-- begin INPUT RECORDS --

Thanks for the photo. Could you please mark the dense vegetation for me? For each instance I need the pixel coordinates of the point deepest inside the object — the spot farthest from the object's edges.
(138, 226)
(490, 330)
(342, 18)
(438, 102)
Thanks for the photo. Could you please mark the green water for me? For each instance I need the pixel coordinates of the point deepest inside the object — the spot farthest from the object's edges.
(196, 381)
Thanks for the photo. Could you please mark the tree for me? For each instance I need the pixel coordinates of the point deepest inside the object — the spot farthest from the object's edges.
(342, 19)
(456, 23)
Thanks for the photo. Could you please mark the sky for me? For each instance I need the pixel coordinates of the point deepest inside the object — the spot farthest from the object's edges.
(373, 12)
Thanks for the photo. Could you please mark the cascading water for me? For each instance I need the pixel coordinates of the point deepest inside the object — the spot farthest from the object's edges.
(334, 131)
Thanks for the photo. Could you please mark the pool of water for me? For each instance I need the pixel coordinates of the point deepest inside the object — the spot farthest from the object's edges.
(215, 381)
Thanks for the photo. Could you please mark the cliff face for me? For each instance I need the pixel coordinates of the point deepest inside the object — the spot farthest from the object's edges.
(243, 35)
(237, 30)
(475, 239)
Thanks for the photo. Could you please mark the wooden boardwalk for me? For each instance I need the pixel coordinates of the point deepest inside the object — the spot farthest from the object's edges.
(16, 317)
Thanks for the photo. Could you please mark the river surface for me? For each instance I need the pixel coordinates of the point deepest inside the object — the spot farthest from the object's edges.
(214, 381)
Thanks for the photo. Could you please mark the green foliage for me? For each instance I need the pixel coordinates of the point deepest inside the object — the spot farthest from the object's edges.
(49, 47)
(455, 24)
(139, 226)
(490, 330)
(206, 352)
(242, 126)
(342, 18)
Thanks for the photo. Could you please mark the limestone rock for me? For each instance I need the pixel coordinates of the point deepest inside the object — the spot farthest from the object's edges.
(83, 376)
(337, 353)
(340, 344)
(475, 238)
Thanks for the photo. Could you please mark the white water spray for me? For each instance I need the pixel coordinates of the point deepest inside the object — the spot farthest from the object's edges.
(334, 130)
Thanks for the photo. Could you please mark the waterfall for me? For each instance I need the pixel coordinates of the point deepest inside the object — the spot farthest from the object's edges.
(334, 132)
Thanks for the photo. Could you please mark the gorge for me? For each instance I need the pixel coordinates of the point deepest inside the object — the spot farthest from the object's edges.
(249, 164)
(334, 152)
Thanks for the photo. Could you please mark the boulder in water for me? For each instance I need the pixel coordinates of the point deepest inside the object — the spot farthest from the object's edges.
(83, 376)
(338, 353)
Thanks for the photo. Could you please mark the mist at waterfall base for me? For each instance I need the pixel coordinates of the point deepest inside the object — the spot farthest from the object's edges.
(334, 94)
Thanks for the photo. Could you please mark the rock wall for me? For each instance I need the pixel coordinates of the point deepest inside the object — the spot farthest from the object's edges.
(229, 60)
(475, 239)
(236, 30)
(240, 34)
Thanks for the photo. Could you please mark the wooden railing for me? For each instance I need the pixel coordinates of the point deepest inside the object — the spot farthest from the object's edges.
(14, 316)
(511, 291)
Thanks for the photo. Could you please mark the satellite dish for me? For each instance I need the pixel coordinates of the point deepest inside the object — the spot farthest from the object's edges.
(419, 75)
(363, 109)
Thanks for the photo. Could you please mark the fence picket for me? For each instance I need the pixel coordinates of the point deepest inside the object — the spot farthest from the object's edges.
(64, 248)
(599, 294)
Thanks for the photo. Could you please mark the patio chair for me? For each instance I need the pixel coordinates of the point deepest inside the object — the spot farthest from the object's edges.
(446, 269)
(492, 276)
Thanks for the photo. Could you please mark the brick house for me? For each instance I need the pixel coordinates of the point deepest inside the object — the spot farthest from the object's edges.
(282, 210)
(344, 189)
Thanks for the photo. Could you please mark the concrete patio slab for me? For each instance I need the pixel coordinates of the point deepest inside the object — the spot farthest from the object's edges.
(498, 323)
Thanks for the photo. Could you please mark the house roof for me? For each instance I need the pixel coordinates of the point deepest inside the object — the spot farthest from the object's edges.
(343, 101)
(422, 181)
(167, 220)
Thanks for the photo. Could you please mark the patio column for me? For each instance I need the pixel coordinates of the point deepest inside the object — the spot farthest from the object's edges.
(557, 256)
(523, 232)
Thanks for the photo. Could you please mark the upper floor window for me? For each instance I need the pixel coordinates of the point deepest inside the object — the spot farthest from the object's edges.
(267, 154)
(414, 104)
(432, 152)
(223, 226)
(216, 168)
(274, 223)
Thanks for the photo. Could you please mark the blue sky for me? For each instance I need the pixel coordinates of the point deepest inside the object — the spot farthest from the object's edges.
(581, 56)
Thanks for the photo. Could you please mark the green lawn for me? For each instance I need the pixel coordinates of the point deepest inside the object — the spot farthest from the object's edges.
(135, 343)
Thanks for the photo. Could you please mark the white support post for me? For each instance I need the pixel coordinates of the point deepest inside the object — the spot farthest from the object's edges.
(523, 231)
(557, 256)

-- end INPUT RECORDS --

Repeat back the data above, exact to the last character.

Thanks for the photo. Could you please mark the dense vegetation for me? For each instance I need the pixel coordinates of the point deepest inside the object — the spot farthest from the object's edges.
(138, 226)
(490, 330)
(342, 18)
(438, 102)
Thanks for the photo. Could you please mark the green water for me? For each instance I need the pixel coordinates of the point deepest inside the object — the spot farthest from the object's edges.
(196, 381)
Thanks for the photo. Could you please mark the tree for me? For each instance I need the pixel coordinates of the point deepest inside the object — the spot farthest from the object's edges.
(342, 19)
(456, 23)
Thanks for the photo. Could you please mark the sky for me? For each instance I need the pixel coordinates of the point deepest inside the object — the spot farthest from the object's edges.
(373, 12)
Thanks for the photo. Could you please mark the cascading water for me? For each instance I need the pixel coordinates of the point deepest inside the object — the spot farthest from the object's edges.
(334, 131)
Thanks for the photo. Could you please mark the pool of water for me? For each instance I need the pixel coordinates of the point deepest inside the object — the spot farthest from the object's edges.
(215, 381)
Thanks for the photo. Could you please mark the cliff face for me? For each instance I need the pixel coordinates of the point deepest inside the object — the spot farthest from the object's edges.
(243, 35)
(237, 30)
(475, 239)
Thanks for the photo. Could you please mark the wooden boardwalk for me? For each instance I need the pixel coordinates of the point deepest inside the object — the spot farthest from the object's edges.
(16, 317)
Thanks for the photo. Could you please mark the river surface for me? For each instance I need the pixel coordinates of the point deepest inside the object — the spot farthest from the object's edges.
(214, 381)
Thanks for the photo. Could you please mark the green foliage for me? For each instance I need the pixel coordinates of the point deepest inside the object — the spot farthest from the object's edges.
(49, 47)
(455, 24)
(139, 226)
(490, 330)
(206, 352)
(242, 126)
(342, 18)
Thanks for the photo. Could you please mark the limestone rock for me? For each instance I need the pixel coordinates of the point deepest inside the object — the spot farthest from the object's edges.
(83, 376)
(337, 353)
(340, 344)
(475, 238)
Thanks for the photo. Could you please mark the white water spray for me? For each instance I need the pixel coordinates of the point deepest inside the object — the spot farthest from the object's edges.
(334, 130)
Thanks for the photo. Could you please mark the waterfall for me? For each instance I need the pixel coordinates of the point deepest inside the object — the spot farthest from the object's edges.
(334, 132)
Thanks for the photo. Could you please mark the gorge for me? For each instance I need the pixel coordinates of the point deepest inside the object — the spot farthest from the object's edges.
(249, 164)
(334, 152)
Thanks for the photo. Could you please mark the boulder in water for me? For each instance I need the pixel coordinates of the point deepest inside the object — the spot farthest from the object's edges.
(83, 376)
(338, 353)
Thanks for the photo. Could you please mark the mist at waterfall base for me? For each instance I need the pixel coordinates of the point deepest inside the object — the spot farthest from the object's edges.
(334, 94)
Thanks for the photo. Could you please mark the rock wall for me? For each instance I need the pixel coordinates of the point deepest inside the object — the spot farthest from the object's edges.
(229, 60)
(475, 239)
(236, 30)
(240, 34)
Thanks for the photo. Could you please mark the wooden railing for me? For each instance I need the pixel coordinates of the point deepest inside the object — the spot farthest from the object's edges.
(14, 316)
(511, 291)
Thanks for the photo. Could you please mark the satellite dish for me? For each instance I need the pixel coordinates of the point deepest inside the object — the spot farthest from the object's edges.
(419, 75)
(363, 109)
Thanks for the photo. Could you please mark the fence picket for me? For each instance I need the pixel coordinates of the point deepest inside the object — the spot farthest from the object's edges.
(64, 248)
(599, 294)
Thanks for the photo. Could you please mark the patio chair for me? For each instance I need the pixel coordinates of the point deepest inside the object — the spot farthest from the object's edges.
(446, 269)
(492, 276)
Thanks for the photo. Could you please mark the brick house for me? For each instance I need the pixel coordinates of the point deepest inside the object — the spot farthest from the object's edges.
(282, 210)
(344, 189)
Thanks for the photo. Could you please mark the concrete patio slab for me? For each instance I need the pixel coordinates of the point deepest inside the object — the spot farthest from the object's edges.
(498, 323)
Thanks for the photo. Could you please mark the house roof for me? For each instance I need the pixel coordinates of the point deepest inside the object — the spot farthest from the object's edges.
(343, 101)
(422, 181)
(167, 220)
Thanks for the photo. Could you please mark the patio column for me? For each instance I need the pixel coordinates of the point deepest inside the object — the spot farthest from the object's edges.
(557, 256)
(523, 232)
Thanks for the photo. Could you please mark the upper floor window for me? For each instance I need the pixel coordinates of the point deepest inside the object — the spot farthest from the object's edges.
(267, 154)
(414, 104)
(432, 152)
(223, 226)
(216, 168)
(274, 223)
Thanks for the photo. Could you please mark the blue sky for me? For each instance I need the pixel coordinates of the point deepest inside the object — the spot farthest from the object's edges.
(581, 56)
Thanks for the photo. Could you please mark the green lawn for me? For each instance I need the pixel coordinates of the point deepest inside the object — the spot farthest from the object's edges.
(135, 343)
Thanks for the photo. Could you please mark the white support post for me? For each instance I need the pixel coordinates of the point deepest inside the object — the spot farthest from the object's edges.
(523, 231)
(557, 256)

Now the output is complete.